▸ **Information shown**
════

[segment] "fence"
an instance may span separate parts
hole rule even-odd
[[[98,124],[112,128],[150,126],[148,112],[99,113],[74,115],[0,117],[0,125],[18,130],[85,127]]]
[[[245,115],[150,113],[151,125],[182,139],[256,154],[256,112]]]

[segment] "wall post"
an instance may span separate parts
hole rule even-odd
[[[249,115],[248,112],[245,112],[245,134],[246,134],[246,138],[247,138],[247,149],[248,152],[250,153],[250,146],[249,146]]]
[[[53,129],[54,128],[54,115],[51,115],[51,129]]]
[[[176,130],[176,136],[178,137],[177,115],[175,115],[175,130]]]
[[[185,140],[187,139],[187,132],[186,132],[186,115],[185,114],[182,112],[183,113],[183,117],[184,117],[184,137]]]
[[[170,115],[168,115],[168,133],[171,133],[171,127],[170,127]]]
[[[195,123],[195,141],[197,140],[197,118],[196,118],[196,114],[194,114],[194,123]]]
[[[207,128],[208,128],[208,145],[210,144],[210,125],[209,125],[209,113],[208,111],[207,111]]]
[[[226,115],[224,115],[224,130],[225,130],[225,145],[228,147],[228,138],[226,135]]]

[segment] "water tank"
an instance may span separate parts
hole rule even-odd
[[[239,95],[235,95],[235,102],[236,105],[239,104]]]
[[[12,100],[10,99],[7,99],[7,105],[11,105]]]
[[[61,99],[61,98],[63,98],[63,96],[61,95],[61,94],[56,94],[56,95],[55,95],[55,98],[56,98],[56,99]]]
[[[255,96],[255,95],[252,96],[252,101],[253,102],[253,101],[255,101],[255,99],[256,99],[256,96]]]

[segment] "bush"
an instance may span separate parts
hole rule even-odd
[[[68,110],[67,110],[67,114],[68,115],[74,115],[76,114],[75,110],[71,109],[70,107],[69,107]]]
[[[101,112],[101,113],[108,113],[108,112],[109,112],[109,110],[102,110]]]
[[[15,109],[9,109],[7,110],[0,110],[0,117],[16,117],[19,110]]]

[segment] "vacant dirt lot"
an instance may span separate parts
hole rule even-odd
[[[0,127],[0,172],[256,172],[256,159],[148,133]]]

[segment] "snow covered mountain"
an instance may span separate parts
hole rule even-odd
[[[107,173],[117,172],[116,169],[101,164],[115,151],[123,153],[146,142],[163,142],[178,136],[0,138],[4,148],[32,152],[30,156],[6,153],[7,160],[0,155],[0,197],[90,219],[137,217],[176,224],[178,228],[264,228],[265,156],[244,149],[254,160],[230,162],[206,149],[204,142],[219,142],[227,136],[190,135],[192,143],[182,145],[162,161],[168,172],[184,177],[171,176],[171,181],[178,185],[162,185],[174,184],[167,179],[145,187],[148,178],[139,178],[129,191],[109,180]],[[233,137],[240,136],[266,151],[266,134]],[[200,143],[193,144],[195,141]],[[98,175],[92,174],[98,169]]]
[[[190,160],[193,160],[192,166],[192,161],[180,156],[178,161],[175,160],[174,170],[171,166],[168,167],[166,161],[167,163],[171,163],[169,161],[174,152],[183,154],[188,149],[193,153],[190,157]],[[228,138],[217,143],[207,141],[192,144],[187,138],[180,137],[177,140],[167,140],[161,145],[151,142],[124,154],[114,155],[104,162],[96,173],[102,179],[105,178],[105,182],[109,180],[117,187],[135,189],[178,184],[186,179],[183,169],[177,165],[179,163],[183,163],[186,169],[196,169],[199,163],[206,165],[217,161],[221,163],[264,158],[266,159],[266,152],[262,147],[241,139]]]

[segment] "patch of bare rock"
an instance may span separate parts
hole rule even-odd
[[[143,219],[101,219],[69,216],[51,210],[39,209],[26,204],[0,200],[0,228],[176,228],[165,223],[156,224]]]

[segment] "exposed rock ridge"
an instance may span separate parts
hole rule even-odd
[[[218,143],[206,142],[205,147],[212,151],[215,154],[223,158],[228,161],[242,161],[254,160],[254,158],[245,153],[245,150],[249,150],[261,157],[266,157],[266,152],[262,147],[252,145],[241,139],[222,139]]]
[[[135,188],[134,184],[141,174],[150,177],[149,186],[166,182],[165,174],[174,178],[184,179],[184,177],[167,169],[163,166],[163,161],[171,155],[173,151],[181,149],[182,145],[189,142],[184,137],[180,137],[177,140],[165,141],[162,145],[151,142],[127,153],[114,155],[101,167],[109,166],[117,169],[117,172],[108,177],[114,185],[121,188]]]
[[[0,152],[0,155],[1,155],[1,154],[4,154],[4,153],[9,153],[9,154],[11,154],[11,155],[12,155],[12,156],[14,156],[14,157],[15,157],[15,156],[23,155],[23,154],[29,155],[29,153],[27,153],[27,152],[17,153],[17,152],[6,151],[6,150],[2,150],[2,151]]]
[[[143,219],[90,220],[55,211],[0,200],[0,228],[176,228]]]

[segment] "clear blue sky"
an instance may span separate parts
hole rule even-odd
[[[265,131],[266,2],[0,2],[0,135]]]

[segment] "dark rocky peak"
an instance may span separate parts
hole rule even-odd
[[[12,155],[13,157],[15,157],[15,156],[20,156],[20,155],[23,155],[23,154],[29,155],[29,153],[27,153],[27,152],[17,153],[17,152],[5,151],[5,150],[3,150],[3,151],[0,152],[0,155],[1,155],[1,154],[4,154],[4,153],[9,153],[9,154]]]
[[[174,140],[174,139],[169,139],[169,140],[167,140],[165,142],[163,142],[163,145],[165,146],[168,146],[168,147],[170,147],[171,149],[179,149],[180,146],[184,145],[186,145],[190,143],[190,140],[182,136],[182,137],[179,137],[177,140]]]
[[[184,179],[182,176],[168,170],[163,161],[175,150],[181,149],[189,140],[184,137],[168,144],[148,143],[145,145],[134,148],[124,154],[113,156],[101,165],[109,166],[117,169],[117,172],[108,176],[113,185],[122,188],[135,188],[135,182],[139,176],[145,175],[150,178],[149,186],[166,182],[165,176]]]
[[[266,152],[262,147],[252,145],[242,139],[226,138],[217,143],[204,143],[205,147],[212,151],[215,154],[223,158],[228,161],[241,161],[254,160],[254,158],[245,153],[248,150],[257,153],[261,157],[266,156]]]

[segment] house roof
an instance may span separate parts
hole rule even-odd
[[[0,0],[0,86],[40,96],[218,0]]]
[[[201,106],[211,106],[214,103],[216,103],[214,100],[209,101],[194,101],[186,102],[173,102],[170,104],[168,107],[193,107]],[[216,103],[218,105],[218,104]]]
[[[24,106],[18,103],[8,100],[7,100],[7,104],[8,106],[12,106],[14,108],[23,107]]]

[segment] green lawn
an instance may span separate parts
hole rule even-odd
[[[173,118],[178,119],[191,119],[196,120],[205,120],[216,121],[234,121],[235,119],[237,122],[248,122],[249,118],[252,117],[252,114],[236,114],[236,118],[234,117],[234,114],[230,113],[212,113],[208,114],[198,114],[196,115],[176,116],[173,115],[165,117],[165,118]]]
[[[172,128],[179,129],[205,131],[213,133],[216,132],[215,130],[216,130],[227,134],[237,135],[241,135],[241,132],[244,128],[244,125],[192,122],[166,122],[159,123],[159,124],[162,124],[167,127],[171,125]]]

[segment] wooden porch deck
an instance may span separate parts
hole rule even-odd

════

▸ **What the exercise asks**
Reproduce the lines above verbatim, starting with the first line and ending with the line that contains "[[[245,115],[150,113],[151,125],[182,139],[256,154],[256,112]]]", including both of those lines.

▸ **Expected answer**
[segment] "fence"
an instance may span separate parts
hole rule even-odd
[[[98,124],[112,128],[150,126],[148,112],[99,113],[74,115],[0,117],[0,125],[18,130],[85,127]]]
[[[245,115],[150,113],[151,125],[182,139],[256,154],[256,112]]]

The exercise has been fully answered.